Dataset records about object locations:
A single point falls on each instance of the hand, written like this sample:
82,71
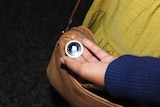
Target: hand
91,65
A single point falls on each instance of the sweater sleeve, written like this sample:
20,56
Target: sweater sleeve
134,78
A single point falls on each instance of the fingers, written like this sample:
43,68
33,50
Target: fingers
87,55
96,50
69,63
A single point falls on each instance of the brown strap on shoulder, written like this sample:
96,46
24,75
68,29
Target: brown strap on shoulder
72,15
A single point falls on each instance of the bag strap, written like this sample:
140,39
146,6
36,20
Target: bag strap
72,15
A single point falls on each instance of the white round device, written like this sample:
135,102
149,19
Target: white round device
74,49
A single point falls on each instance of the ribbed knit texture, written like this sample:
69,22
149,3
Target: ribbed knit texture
135,78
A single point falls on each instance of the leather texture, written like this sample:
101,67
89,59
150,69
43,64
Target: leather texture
65,82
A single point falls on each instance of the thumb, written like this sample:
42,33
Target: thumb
70,63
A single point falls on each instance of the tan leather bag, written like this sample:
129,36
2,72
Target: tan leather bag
65,82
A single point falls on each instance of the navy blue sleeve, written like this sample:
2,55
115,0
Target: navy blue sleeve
134,78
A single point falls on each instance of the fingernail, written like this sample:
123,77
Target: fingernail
62,60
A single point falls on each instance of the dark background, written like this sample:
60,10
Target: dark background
29,30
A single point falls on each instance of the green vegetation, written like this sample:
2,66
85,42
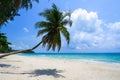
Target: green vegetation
4,44
53,27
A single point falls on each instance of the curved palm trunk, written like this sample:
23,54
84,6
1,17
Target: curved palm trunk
20,51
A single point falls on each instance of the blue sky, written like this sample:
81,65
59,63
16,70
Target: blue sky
96,26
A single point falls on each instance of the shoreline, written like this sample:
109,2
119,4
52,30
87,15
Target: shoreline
17,67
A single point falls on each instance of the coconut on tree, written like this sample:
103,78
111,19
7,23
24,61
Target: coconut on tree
4,44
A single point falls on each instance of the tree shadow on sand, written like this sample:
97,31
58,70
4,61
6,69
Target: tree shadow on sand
39,72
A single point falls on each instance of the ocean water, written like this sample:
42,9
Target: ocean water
101,57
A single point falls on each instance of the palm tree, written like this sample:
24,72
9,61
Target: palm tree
51,29
10,8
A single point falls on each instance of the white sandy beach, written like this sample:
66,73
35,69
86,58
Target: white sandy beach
26,68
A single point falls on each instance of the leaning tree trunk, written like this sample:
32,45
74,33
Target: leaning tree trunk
20,51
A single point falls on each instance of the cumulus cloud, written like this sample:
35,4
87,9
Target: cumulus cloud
89,32
26,29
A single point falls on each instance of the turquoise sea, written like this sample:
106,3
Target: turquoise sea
101,57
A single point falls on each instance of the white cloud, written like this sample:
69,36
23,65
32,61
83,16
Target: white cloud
26,29
88,31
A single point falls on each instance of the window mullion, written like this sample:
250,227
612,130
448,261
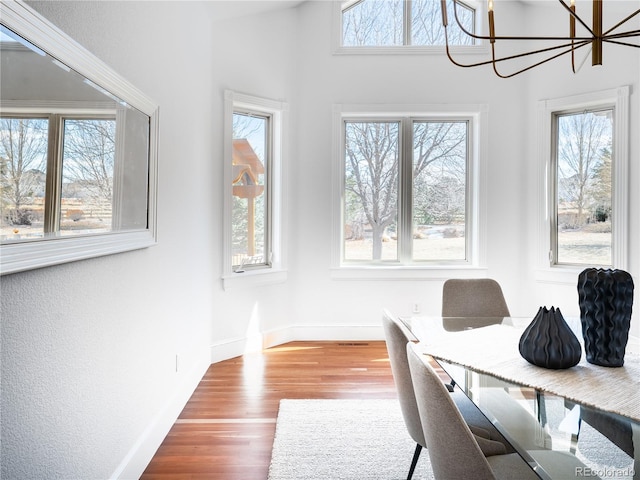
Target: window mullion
53,189
405,192
407,21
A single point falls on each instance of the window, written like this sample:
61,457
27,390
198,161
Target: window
387,23
582,168
587,178
56,173
254,192
408,189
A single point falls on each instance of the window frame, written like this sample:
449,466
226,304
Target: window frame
273,270
618,100
481,47
39,253
475,197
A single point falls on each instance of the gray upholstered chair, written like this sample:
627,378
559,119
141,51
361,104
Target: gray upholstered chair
452,447
397,336
473,297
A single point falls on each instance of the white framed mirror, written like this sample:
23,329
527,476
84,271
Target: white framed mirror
78,150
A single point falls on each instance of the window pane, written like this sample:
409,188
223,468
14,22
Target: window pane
87,175
439,189
583,186
371,190
373,23
427,28
249,212
23,163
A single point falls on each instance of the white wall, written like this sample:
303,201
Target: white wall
89,386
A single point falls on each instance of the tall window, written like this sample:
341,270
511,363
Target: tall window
583,187
56,175
251,166
403,22
253,191
585,157
406,193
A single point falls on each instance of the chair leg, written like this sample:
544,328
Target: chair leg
414,462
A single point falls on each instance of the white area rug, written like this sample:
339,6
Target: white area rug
343,439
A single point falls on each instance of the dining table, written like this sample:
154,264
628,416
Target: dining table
586,416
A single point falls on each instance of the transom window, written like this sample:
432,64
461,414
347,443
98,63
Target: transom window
407,197
385,23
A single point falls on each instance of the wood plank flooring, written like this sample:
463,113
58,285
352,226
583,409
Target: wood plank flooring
226,429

__Task objective__: The pictures in the entries should be left out; output everything else exactly.

__Correct output__:
A single point falls on each instance of the hand, written like this sample:
82,71
Target: hand
91,65
A single point falls on each instance of the sweater sleeve, written like this sample:
20,56
Target: sweater sleeve
134,78
A single point falls on each instance of the fingers, written like this sample:
43,68
33,50
Target: fingers
87,55
96,50
69,63
A single point falls on each instance of the brown strap on shoulder, written like this sample:
96,46
24,75
68,29
Target: brown strap on shoulder
72,15
A single point falls on each instance of the bag strap, written like this sample:
140,39
146,6
36,20
Target: bag strap
72,15
A single point falls on each instance of the white round device, written like this sample:
135,102
149,19
Target: white round device
74,49
A single point falls on each instance of the ribbed knit texture, written like this sample:
69,22
149,3
Target: ribbed knit texture
135,78
A single point falls on each instance of the leather texture, written like this sample:
101,67
89,59
150,69
43,64
Target: leather texture
65,82
A single point falls on each instance of the thumb, written like this sample:
42,33
Target: thumb
70,63
A single point falls on each instance of the tan leather bag, written like this sample:
129,36
2,72
Target: tan leather bag
65,82
A single point falls on each instance of the navy blue sleeve, written like this sample:
2,55
115,0
Target: navy blue sleeve
134,78
A single point falls on each instance of the fingernail, written like this sample:
123,77
Target: fingernail
62,60
A single point falls on each instance of the dark background, written like this sample:
60,10
Target: dark background
29,30
A single point falls on each instance of the green vegetation, written like this sample:
2,66
85,42
Target: green vegetation
4,44
53,27
A single point falls on each instance of the curved palm trunk, written like this sample:
23,54
84,6
1,17
Target: curved palm trunk
20,51
A single point falls on each instance of the blue sky, written like this sample:
81,65
59,63
16,70
Target: blue sky
96,26
A single point falls on each instance of the shoreline, written like this sample:
109,2
119,4
52,30
87,15
Target: shoreline
17,67
A single point falls on each instance of the coconut on tree, written like this sample:
103,78
111,19
7,23
24,61
Target: coconut on tree
4,44
A single point falls on each instance of the tree shadow on sand, written like this sample:
97,31
58,70
4,61
6,69
Target: tree shadow on sand
39,72
A single point falls on each instance of the ocean water, written like this sample:
42,9
Target: ocean water
101,57
A single point falls on each instance of the palm tree, written like this sample:
24,72
9,61
Target: palm tree
51,29
10,8
A single point falls on each instance of the white sandy beach, written like this sample:
66,73
35,69
86,58
Target: white sandy beach
26,68
A single point falls on each instance of the leaning tree trunk, written like this sample:
32,45
74,33
Target: leaning tree trunk
20,51
A single point falls on each instance of the cumulus cloud, written like this sample:
35,4
87,9
Target: cumulus cloud
89,32
26,29
A single point falls on each instance of the turquoise sea, written like this sample:
106,3
Target: turquoise sea
101,57
A single point falls on each instance of the white cloud, written like this sample:
69,36
23,65
32,61
83,16
Target: white cloud
26,29
88,31
A single point falls on each instance of the window mullion, written like this sample:
250,227
612,130
448,261
Target: window mullion
53,189
405,192
407,21
A single point falls on each instance of the window, written like this sample:
61,457
27,390
198,161
Target: window
387,23
582,168
587,178
56,173
254,192
408,189
A single point falls on each instance of the window frame, written like this sample:
449,466
226,304
Target: window frame
273,270
618,100
481,47
39,253
475,197
A single point falls on each instance of the gray upholstered chair, written like this sample:
627,378
559,119
141,51
361,104
Target: gray upholstered chair
452,447
397,336
473,297
A single point falls on each instance of the white framed mirror, written like this sample:
23,329
527,476
84,271
Target: white framed mirror
78,150
A single point falls on each instance of the window pane, written like this sample:
409,188
223,468
14,22
Target: window pane
87,175
439,189
583,186
371,190
373,23
427,28
249,212
23,163
A single point falls on each instance of the white wall, written like this sample:
303,201
Target: white wall
89,386
A single point falls on each instance of the tall window, written like this sample:
341,270
511,363
Target: tall window
583,187
56,175
251,166
403,22
253,191
585,157
406,193
A single point falls on each instance of the chair leg, written like this sample:
544,328
Target: chair leg
414,462
A single point falls on each instance of the white area rug, written like this sample:
339,6
Target: white area rug
343,439
A single point falls on each instance of the dining table, written like this sample:
154,264
628,416
Target: dining table
586,416
A single point falls on each instance of the transom window, written like this sample:
432,64
461,414
347,443
98,63
Target: transom window
407,197
385,23
A single point falls on each instance of the wood plank flooring, written like this sample:
463,113
58,285
352,226
583,409
Target: wood plank flooring
226,429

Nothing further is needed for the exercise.